#### [DO THIS]
Show each line below that contains the string "rung".

Object position labeling entries
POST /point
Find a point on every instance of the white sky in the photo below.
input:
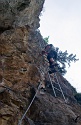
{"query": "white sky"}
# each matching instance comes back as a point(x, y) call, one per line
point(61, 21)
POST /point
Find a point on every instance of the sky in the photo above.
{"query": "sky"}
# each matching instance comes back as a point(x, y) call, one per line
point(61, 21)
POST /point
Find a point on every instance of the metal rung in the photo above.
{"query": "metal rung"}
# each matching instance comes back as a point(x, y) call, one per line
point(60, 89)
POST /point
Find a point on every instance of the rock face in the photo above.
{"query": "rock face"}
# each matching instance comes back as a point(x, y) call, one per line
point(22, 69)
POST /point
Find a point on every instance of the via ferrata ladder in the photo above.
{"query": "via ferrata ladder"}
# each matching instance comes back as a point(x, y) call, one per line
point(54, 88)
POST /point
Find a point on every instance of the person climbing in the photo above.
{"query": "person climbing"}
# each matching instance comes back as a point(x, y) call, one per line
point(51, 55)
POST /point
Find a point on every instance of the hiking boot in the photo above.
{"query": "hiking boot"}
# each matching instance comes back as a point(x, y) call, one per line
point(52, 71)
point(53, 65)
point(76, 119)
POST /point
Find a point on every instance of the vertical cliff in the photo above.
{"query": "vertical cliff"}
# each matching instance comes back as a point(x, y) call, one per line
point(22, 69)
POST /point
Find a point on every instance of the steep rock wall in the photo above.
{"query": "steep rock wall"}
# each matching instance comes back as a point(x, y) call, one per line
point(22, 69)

---

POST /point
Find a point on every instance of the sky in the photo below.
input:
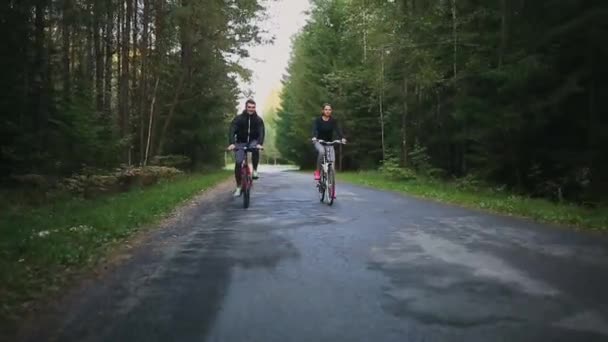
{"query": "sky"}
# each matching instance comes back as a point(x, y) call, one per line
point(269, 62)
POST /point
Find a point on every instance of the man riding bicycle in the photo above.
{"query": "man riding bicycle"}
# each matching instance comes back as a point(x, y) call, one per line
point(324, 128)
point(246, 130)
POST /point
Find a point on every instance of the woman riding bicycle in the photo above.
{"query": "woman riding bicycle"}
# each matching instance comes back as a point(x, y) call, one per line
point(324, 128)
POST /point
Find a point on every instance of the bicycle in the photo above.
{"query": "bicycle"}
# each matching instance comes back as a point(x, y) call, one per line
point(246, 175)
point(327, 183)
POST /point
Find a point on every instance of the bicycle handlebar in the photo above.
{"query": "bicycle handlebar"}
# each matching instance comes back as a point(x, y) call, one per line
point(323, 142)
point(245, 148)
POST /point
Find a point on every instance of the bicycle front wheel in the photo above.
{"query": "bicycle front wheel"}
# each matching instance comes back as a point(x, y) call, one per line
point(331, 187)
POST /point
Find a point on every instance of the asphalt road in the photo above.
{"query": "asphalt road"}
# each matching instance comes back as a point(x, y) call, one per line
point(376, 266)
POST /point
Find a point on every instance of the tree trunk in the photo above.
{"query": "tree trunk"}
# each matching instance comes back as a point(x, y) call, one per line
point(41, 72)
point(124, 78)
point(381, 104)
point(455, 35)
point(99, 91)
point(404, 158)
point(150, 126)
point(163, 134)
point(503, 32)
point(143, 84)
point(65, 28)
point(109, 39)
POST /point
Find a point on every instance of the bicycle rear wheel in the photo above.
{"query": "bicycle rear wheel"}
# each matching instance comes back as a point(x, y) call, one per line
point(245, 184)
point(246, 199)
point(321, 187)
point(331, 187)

--

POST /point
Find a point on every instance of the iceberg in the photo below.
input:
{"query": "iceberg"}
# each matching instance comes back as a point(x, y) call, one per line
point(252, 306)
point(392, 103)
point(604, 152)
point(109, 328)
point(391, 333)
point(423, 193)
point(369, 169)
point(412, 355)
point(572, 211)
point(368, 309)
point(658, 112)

#### [TASK RESPONSE]
Find a point on every instance of the metal rung in the photo above.
{"query": "metal rung"}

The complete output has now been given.